> Your objective
Search the data for "rusty" and copy every matching line.

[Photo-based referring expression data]
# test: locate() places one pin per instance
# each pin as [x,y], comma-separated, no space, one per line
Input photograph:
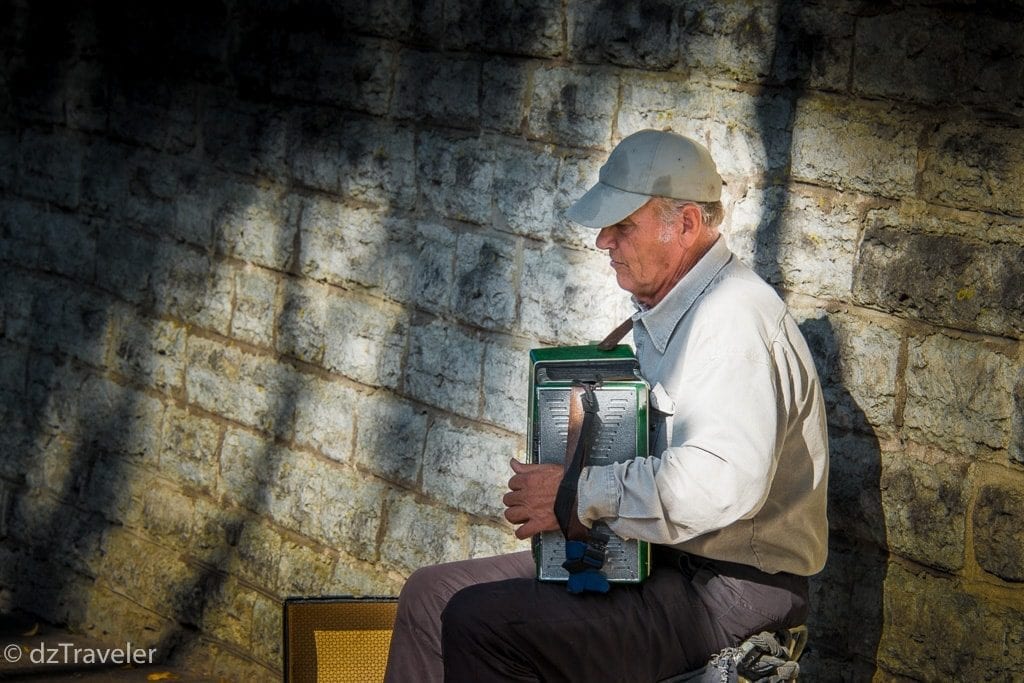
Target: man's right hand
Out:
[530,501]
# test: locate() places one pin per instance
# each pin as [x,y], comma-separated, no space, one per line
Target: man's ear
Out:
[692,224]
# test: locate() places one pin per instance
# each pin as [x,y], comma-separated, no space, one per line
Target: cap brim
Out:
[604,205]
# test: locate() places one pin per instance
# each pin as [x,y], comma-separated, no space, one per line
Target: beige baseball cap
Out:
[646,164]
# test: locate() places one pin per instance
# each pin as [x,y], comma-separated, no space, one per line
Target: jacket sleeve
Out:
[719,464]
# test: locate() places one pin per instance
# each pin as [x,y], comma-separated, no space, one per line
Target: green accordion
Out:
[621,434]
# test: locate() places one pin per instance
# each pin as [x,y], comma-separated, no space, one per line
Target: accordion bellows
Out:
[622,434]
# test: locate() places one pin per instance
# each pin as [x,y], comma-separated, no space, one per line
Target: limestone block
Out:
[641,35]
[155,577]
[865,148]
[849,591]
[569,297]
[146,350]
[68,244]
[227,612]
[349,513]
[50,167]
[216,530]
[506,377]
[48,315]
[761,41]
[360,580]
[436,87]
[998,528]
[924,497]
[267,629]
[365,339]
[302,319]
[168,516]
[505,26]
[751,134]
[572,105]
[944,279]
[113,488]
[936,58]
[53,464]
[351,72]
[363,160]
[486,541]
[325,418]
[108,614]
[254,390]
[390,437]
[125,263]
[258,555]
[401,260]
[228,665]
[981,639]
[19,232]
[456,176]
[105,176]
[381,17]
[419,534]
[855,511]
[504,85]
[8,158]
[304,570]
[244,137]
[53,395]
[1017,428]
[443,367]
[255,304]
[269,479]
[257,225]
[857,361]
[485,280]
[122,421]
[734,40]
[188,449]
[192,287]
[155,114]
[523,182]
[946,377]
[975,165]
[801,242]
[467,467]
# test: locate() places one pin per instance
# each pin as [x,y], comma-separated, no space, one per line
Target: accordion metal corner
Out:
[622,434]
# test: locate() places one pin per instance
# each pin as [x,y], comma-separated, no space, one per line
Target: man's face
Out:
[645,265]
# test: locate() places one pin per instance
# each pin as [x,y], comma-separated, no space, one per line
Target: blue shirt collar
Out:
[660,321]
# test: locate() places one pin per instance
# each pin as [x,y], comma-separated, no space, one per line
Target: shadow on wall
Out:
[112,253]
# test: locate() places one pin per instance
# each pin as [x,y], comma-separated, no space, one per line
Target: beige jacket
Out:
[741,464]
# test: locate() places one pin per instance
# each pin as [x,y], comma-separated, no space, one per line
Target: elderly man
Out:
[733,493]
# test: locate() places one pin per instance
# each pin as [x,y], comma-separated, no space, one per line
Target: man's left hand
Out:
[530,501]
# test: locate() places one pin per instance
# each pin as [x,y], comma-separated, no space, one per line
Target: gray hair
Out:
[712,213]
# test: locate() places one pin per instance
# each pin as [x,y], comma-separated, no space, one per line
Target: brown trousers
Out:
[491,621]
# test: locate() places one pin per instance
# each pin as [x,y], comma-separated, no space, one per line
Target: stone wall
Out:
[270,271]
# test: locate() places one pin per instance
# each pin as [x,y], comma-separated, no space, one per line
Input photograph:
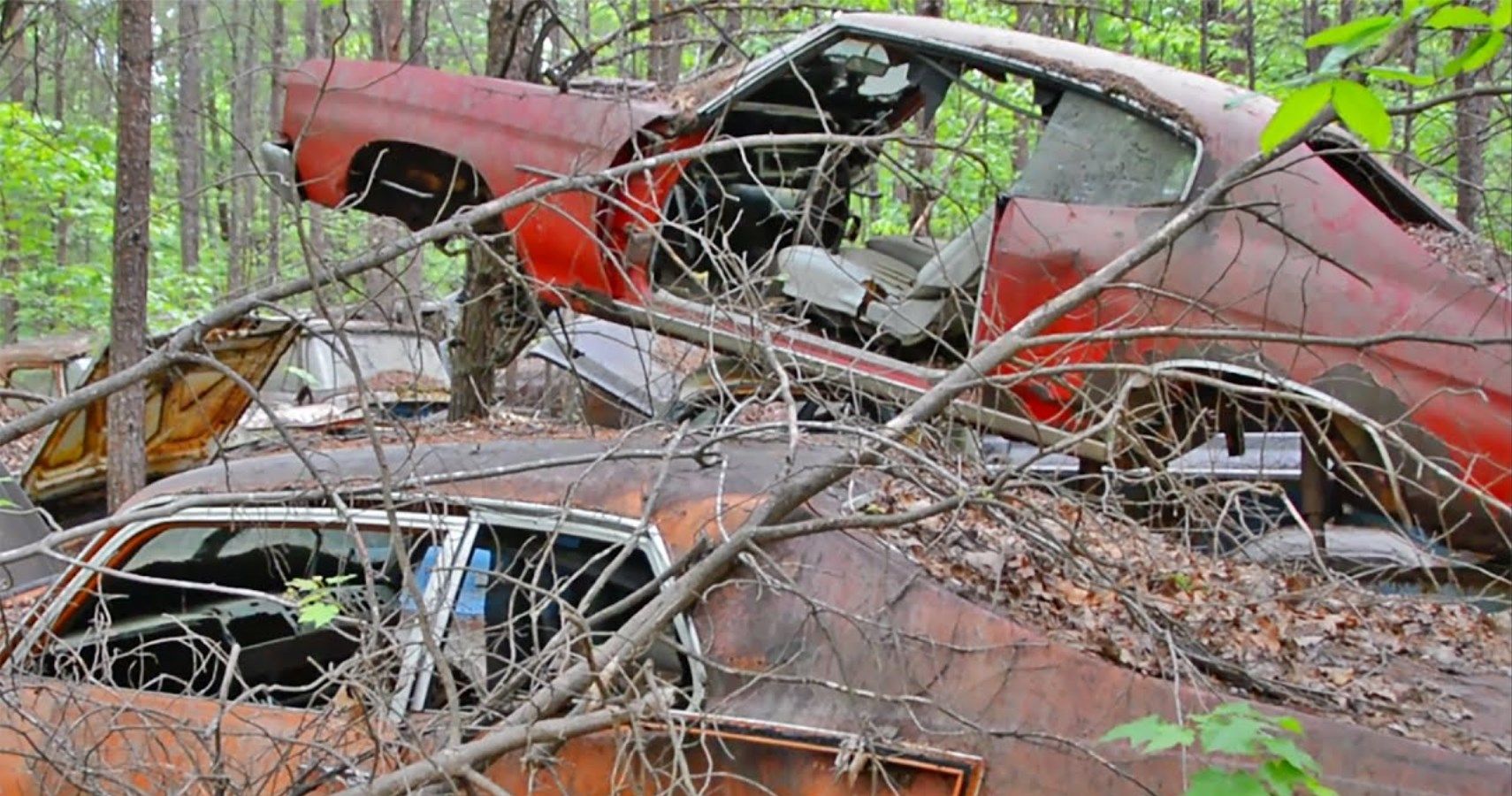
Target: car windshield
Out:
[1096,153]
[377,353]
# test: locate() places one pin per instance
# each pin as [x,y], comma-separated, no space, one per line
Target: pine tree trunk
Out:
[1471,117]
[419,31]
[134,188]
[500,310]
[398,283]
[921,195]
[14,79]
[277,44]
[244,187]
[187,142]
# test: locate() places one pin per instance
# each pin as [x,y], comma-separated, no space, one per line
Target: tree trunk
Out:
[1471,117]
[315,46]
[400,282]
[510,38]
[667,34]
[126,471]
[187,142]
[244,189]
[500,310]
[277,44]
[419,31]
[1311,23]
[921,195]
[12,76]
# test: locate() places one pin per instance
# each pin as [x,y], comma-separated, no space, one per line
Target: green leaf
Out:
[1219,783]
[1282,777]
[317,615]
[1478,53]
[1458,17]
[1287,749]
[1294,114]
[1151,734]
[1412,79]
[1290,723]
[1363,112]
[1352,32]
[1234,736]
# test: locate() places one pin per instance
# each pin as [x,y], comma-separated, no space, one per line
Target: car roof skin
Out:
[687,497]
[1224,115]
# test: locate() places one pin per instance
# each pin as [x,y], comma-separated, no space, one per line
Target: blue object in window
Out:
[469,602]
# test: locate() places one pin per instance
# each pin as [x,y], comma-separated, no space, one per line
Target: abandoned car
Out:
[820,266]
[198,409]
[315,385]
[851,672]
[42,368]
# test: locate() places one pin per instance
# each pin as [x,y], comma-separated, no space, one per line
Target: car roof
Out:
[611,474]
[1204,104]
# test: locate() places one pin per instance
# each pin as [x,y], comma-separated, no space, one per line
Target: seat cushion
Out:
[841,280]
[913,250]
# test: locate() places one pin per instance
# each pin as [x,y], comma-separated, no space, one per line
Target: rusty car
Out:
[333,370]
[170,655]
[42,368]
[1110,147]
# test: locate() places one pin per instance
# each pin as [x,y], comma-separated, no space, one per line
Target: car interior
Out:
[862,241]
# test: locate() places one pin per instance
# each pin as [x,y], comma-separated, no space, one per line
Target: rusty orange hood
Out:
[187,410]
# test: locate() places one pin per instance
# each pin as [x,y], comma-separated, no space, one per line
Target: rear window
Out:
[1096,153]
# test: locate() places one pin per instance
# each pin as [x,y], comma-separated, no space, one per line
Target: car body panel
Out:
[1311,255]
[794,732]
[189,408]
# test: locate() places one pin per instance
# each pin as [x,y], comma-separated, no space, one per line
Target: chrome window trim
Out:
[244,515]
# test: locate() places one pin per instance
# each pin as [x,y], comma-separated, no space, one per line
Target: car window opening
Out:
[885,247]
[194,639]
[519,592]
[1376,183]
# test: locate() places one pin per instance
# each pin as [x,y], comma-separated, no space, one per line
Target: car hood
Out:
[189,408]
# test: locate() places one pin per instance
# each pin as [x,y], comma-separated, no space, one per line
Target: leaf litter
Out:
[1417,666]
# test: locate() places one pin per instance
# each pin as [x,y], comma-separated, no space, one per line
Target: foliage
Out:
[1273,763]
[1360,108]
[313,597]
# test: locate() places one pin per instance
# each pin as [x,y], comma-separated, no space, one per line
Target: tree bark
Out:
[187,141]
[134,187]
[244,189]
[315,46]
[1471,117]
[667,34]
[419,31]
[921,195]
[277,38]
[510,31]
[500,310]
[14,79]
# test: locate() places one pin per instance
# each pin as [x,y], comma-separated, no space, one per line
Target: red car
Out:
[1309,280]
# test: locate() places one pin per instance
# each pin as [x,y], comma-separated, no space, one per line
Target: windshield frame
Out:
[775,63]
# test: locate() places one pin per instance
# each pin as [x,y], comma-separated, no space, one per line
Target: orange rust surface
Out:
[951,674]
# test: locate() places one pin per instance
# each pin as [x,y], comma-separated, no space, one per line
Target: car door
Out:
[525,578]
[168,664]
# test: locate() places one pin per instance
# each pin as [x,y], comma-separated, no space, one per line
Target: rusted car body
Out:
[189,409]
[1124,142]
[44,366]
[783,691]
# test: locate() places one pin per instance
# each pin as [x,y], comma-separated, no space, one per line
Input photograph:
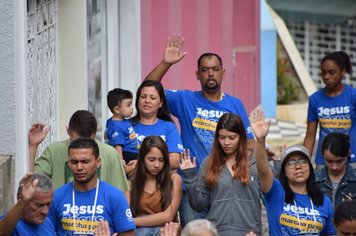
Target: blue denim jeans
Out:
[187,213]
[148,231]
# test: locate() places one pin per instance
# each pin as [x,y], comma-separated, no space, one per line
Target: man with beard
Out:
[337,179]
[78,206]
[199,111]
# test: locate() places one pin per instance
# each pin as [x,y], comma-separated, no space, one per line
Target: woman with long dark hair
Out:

> The answer
Target: rusty car
Target: rusty orange hood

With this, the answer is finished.